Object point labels
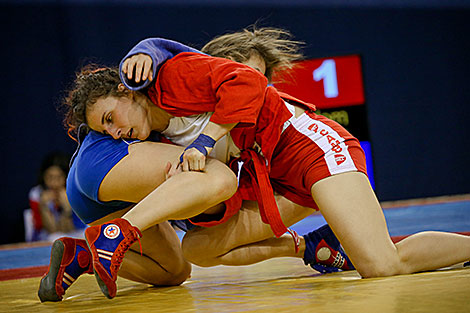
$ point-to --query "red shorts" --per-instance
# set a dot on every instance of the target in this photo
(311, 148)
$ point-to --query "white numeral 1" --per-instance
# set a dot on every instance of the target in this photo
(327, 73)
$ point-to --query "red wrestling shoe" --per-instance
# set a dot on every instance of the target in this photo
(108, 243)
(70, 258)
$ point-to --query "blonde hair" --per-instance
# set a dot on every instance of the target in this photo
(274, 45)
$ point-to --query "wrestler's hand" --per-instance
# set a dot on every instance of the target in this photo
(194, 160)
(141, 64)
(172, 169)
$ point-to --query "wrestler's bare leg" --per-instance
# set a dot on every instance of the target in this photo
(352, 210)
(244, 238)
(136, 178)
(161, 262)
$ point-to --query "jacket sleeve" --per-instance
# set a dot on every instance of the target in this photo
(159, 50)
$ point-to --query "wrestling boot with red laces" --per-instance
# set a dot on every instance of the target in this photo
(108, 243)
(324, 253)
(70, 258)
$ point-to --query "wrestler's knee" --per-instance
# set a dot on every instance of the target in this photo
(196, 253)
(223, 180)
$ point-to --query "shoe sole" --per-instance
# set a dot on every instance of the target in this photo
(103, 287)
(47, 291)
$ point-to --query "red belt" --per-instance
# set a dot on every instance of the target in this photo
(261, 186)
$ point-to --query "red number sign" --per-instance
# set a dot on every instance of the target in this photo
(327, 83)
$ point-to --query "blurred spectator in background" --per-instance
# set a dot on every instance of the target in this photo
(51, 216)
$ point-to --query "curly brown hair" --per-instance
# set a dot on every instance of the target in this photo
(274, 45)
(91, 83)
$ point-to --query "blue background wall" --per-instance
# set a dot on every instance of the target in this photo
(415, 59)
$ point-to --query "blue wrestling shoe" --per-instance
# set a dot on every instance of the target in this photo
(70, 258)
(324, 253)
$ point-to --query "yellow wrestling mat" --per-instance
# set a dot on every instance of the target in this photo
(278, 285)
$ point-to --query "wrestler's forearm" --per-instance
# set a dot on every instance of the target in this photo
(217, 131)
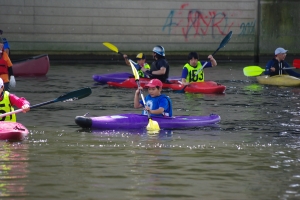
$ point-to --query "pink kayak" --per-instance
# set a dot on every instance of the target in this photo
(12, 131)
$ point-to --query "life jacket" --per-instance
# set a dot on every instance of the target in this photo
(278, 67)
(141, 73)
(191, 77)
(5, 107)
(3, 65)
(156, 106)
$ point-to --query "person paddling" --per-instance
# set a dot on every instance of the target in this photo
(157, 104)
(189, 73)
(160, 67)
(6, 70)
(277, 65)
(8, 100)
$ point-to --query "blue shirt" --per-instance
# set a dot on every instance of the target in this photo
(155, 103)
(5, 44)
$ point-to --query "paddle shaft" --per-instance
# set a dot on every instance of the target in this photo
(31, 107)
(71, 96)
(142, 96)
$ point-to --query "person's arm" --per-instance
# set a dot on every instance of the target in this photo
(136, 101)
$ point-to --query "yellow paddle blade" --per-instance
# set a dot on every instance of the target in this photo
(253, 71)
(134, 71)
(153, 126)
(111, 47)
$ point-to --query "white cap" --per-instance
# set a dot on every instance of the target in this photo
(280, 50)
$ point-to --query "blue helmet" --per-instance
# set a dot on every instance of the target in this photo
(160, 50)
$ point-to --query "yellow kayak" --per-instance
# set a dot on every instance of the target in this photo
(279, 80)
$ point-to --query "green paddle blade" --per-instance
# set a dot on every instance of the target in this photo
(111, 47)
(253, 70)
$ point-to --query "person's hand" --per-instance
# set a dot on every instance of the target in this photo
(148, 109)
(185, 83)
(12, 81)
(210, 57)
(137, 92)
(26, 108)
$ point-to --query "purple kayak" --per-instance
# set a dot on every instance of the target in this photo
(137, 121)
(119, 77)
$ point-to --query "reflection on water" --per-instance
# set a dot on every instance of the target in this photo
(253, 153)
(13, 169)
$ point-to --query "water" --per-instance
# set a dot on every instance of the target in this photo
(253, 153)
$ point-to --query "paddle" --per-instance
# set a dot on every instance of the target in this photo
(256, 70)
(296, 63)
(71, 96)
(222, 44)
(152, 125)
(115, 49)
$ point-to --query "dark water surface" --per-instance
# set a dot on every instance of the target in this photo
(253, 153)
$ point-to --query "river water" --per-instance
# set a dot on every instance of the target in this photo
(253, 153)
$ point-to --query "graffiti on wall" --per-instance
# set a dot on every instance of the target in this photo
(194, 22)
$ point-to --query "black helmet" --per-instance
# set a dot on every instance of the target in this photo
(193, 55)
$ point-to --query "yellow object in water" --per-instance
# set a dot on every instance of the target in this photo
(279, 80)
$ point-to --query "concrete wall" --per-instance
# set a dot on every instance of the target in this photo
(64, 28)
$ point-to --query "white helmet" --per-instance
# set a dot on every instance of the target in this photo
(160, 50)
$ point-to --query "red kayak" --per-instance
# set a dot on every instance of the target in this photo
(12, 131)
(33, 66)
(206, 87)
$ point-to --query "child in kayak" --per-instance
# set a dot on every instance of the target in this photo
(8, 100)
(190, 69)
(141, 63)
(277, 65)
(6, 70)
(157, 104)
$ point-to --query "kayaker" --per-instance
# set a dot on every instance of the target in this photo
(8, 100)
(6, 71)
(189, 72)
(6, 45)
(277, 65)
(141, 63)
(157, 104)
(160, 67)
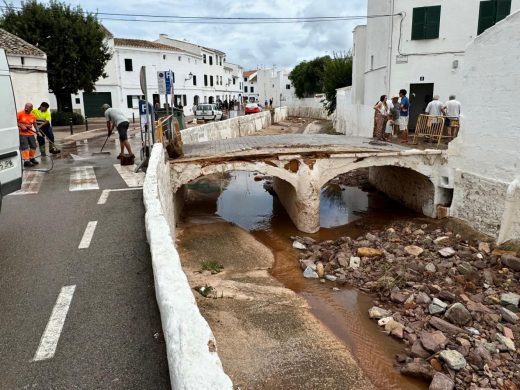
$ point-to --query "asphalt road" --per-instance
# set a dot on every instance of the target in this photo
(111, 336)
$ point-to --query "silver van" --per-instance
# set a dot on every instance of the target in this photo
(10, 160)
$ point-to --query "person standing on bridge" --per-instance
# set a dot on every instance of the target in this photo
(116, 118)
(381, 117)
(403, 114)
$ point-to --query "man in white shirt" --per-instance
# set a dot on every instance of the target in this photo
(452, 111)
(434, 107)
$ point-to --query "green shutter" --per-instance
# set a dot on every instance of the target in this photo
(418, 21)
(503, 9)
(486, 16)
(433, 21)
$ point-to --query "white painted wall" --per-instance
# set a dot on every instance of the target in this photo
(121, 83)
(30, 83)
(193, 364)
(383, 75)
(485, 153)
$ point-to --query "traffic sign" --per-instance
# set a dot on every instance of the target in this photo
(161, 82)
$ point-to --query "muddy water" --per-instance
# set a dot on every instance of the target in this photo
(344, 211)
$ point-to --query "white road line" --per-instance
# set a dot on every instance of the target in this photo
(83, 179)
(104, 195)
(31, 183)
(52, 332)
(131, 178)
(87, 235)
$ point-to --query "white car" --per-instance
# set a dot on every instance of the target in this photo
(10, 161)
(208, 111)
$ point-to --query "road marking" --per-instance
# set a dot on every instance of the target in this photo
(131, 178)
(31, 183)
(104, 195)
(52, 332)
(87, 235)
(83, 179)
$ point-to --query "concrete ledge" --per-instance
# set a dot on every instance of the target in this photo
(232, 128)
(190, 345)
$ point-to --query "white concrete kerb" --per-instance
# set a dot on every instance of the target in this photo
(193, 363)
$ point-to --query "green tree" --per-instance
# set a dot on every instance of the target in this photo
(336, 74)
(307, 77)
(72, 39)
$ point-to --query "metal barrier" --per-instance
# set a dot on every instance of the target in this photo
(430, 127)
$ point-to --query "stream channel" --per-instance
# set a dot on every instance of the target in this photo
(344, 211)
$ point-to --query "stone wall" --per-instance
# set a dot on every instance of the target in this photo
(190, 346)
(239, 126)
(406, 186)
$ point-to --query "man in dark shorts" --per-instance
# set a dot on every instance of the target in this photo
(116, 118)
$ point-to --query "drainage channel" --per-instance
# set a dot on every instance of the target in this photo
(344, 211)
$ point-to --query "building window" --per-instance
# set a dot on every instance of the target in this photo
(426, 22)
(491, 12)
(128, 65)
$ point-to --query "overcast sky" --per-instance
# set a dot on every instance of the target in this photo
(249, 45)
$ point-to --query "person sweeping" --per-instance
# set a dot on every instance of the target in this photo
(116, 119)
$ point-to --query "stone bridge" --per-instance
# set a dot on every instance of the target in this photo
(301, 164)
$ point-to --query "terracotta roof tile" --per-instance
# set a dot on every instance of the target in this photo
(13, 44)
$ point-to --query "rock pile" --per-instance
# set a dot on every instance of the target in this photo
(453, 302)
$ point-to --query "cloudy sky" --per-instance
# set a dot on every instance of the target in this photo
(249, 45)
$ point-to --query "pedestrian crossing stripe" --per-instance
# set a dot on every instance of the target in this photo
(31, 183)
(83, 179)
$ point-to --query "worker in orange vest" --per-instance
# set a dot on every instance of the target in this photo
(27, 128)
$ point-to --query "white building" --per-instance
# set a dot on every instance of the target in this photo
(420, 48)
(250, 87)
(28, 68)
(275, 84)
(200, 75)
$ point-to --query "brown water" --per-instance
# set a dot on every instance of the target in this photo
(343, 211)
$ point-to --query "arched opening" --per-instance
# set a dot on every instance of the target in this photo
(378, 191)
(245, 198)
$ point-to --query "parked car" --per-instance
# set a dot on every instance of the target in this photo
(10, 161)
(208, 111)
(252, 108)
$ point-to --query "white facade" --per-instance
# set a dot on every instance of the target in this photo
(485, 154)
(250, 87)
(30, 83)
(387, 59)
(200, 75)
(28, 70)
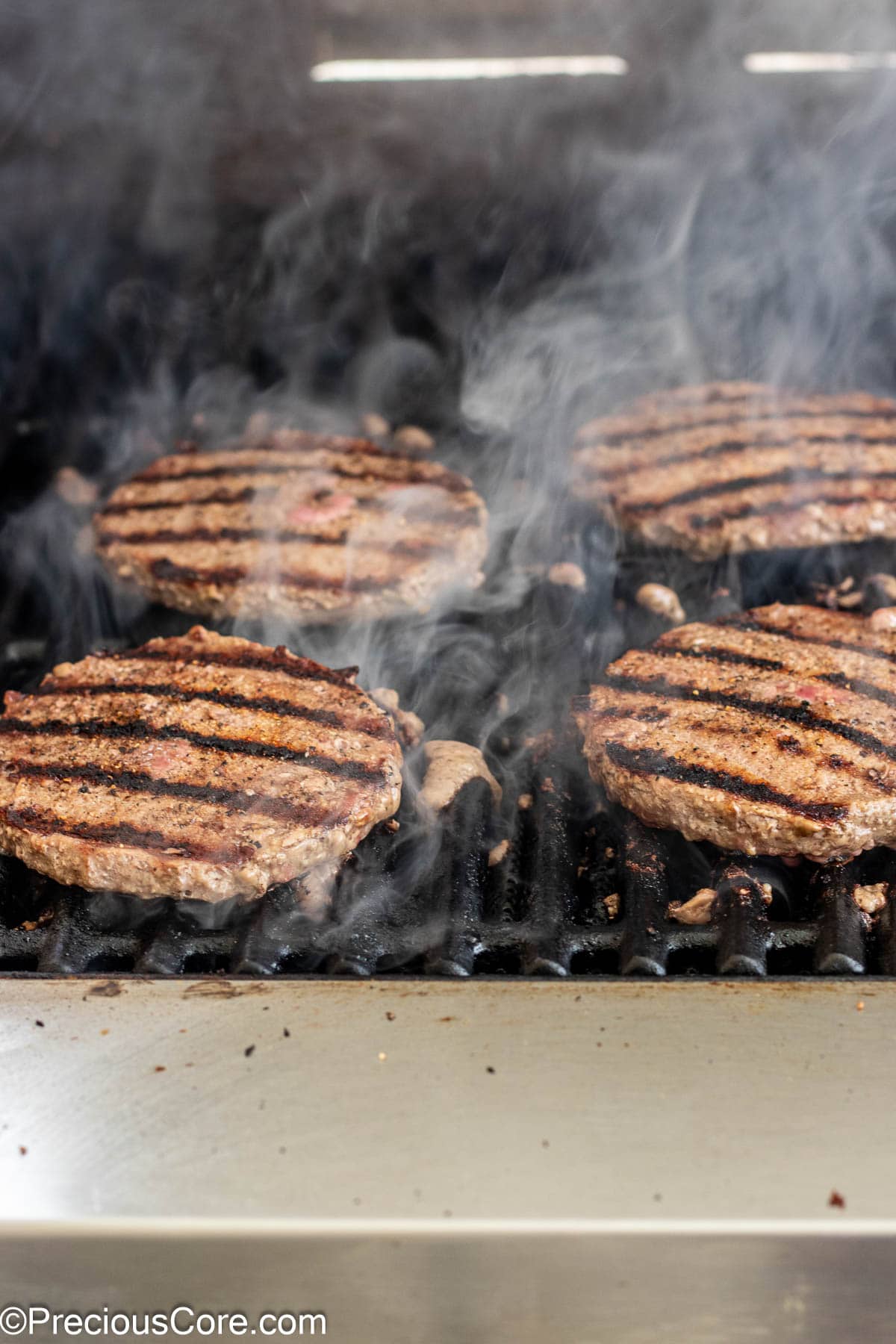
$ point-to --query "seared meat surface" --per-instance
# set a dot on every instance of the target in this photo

**DO THIS:**
Which lines in the records above contain the word "background"? Gather every one, and treat uppercase and lowercase as different.

**RESULT BELOW:**
$ point-to --query "blurred spectator in background" --per-instance
$ point-to --query "blue background wall" --per-instance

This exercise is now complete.